--- START ---

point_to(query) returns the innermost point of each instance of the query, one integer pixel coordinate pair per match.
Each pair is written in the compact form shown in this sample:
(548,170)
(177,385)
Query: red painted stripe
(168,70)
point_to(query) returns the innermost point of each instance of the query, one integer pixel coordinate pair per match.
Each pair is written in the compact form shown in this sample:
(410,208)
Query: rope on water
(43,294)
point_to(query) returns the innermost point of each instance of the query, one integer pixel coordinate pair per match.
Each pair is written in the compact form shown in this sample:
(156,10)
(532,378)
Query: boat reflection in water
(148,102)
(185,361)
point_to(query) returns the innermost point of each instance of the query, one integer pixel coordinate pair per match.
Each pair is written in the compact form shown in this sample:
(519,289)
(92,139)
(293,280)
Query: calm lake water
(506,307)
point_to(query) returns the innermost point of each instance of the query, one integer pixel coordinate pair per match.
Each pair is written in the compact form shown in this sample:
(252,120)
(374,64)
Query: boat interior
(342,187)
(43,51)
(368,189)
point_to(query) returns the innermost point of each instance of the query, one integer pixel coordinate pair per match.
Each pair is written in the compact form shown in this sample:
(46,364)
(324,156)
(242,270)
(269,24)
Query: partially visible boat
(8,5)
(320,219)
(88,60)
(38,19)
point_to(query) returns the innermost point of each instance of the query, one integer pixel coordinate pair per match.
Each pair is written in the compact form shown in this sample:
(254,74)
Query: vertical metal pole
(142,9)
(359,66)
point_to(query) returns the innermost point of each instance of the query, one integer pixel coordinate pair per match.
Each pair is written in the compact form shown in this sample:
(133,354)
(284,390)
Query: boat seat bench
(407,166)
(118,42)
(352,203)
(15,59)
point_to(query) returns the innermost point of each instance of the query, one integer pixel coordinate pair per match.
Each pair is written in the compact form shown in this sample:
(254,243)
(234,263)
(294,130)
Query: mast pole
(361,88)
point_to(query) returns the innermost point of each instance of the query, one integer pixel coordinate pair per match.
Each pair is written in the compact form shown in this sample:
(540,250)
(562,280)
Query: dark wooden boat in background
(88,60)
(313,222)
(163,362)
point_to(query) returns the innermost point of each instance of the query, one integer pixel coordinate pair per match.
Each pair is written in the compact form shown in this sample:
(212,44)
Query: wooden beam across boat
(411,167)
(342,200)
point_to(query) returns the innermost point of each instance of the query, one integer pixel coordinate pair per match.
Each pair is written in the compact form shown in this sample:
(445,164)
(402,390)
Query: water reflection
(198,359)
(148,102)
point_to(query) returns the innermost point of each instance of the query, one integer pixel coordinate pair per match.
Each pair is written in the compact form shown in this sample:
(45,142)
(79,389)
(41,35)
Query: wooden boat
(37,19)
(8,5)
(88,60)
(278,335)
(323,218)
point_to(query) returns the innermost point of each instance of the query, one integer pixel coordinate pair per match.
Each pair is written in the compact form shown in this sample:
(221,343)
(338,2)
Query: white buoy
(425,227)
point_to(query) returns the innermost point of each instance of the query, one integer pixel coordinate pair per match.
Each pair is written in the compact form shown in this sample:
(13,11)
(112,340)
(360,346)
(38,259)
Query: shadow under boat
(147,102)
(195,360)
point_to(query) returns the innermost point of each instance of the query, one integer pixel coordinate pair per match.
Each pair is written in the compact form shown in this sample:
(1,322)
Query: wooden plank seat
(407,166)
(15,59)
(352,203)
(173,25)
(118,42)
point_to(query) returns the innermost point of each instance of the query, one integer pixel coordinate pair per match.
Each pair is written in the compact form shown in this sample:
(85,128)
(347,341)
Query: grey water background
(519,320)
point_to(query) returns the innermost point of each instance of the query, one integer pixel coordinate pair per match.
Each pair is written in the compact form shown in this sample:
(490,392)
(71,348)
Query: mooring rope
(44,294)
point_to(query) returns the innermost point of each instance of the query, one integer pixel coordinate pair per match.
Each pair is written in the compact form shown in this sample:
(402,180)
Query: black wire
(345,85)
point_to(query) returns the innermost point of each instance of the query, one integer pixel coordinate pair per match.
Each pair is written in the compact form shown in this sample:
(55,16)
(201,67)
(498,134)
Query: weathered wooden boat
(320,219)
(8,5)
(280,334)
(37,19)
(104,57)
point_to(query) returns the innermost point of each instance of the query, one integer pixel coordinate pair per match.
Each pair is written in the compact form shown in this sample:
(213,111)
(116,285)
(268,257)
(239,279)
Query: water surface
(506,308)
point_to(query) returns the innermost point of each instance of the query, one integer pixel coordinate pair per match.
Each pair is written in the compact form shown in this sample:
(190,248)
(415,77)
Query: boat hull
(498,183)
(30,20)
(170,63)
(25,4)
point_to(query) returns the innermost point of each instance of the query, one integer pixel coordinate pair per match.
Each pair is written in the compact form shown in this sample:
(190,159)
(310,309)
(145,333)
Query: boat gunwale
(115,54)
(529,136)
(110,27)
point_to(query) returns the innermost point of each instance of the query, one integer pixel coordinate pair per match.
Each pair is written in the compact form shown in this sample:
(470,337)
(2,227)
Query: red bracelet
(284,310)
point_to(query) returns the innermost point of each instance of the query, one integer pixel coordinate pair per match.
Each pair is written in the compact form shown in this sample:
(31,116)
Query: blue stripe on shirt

--- END ---

Short problem
Quote all of the entries exactly as they appear.

Written solution
point_to(query) returns the innermost point of each instance of the query, one integer pixel coordinate pair per match.
Each pair is written in the compact form shown in this sample:
(548,170)
(177,385)
Query: red painted stripe
(168,70)
point_to(query) returns the innermost point of each instance of the query, one integer pixel coordinate pair per match.
Each pair is written in the compact form shown in this sample:
(410,208)
Query: rope on water
(43,294)
point_to(query) returns the innermost point of each instance of the query, one integer pixel coordinate pair per match.
Each pair is written in the compact form shown in this sample:
(156,10)
(532,378)
Query: boat reflection in water
(148,102)
(185,361)
point_to(query) returns the innermost point of each instance of the query, one integer pixel coordinate pair per match.
Each pair is written in the compact form shown in this sample:
(519,289)
(92,139)
(293,280)
Query: calm lake water
(506,307)
point_to(query) returns the innermost point of each instance of the query, one integer pixel coordinate pair per match.
Each pair is written in the compact form shown in this sample:
(252,120)
(374,64)
Query: boat interior
(342,187)
(43,51)
(368,189)
point_to(query) returns the innermost point of each instance of the query, one integer pixel coordinate pair per match.
Each pair is written in the compact form shown in this sample:
(46,364)
(324,156)
(242,270)
(269,24)
Query: partially visible boat
(8,5)
(320,219)
(88,60)
(38,19)
point_to(query) returns the innermost point of each instance of the query, one integer pixel coordinate pair per match.
Each pair is written in the compact form shown in this sample:
(254,74)
Query: vertical metal pole
(142,9)
(359,66)
point_to(query) returns the innermost point of each instance of the query, one integer pixel coordinate pair per match.
Each pair is written in the compact form shown in this sample:
(133,354)
(284,390)
Query: boat seat bench
(407,166)
(118,42)
(352,203)
(15,59)
point_to(query) returns the innermost point of each instance of the query, one integer pixel coordinate pair per match.
Each pair is written in the compact form shown in this sample:
(254,243)
(234,263)
(294,130)
Query: mast pole
(361,88)
point_to(query) returns the innermost point of each instance of the query, one integer pixel coordinate pair per match.
Each pair is written in the compact form shown in this sample:
(540,250)
(562,280)
Query: dark wooden boat in background
(88,60)
(313,222)
(163,362)
point_to(query) returns the innermost point of each instance of the query, one integer pixel coordinate pair per match.
Each pair is written in the compact form shown in this sample:
(212,44)
Query: wooden beam across boat
(411,167)
(342,200)
point_to(query) returns the innermost point of each instance of the query, one integer pixel coordinate pair per match.
Each pair is written in the compact form shown in this sample:
(445,164)
(402,390)
Query: water reflection
(198,359)
(148,102)
point_to(query) returns the innermost point of each instance of the query, one integer pixel coordinate pair per match.
Each pair is written in the compact form shown in this sample:
(45,142)
(79,389)
(41,35)
Query: wooden boat
(37,19)
(8,5)
(88,60)
(278,335)
(323,218)
point_to(query) returns the innermost point of each instance of the query, one integer pixel coordinate pair per match.
Each pair is written in the compact form shown in this sample:
(221,343)
(338,2)
Query: white buoy
(425,227)
point_to(query) returns the innermost point of each instance of the query, one integer pixel coordinate pair per match.
Each pair is written in the compact form shown in this sample:
(13,11)
(112,340)
(360,346)
(38,259)
Query: shadow under boat
(147,102)
(195,360)
point_to(query) returns the innermost point of each instance of the query, one integer pixel coordinate pair per match.
Each pair is written in the compact form shown in this sample:
(1,322)
Query: wooden plank seat
(407,166)
(15,59)
(352,203)
(173,25)
(118,42)
point_to(query) returns the innermost point of each instance of the query, one integer pixel coordinate pair per match.
Each pair is written in the compact form shown in this sample:
(85,128)
(347,341)
Query: grey water background
(519,320)
point_to(query) returns the innermost point of each instance of the query, one integer pixel coordinate pair per match.
Each pair is written in the compact form shown in this sample:
(490,392)
(71,348)
Query: mooring rope
(44,294)
point_to(query) returns the innermost point of each instance of the query, one integer pixel coordinate pair per match.
Each pair is written in the compact form shown in this sample:
(402,180)
Query: black wire
(345,85)
point_to(query) returns the innermost point of each instance of the query, one integer pixel coordinate pair per match.
Each pair is written in the compact form shown in this sample:
(55,16)
(201,67)
(498,134)
Query: weathered wooden boat
(320,219)
(8,5)
(280,334)
(37,19)
(104,57)
point_to(query) returns the innermost point of each instance of the query, one integer pixel coordinate pair per match.
Each pair is written in the compact form shown in this sample:
(213,111)
(116,285)
(268,257)
(239,279)
Query: water surface
(506,308)
point_to(query) returns the innermost point of each instance of the query, one integer pixel coordinate pair per match.
Each pair is written in the compact form shown in this sample:
(190,248)
(415,77)
Query: boat hull
(498,183)
(30,20)
(170,63)
(25,4)
point_to(query) returns the innermost point of each instance of the query, one integer pixel coordinate pair per match.
Each pair is written in the compact form shown in this sample:
(190,159)
(310,309)
(145,333)
Query: boat gunwale
(115,54)
(529,136)
(110,27)
point_to(query) returns the innermost point of each instance of the query, one integer pixel coordinate pair per match.
Each pair is written in the compact form shown in this sample:
(470,337)
(2,227)
Query: red bracelet
(284,310)
point_to(query) returns the innermost point of each instance of the query, one integer pixel coordinate pair per match.
Each pair is written in the compact form shown in this sample:
(31,116)
Query: blue stripe on shirt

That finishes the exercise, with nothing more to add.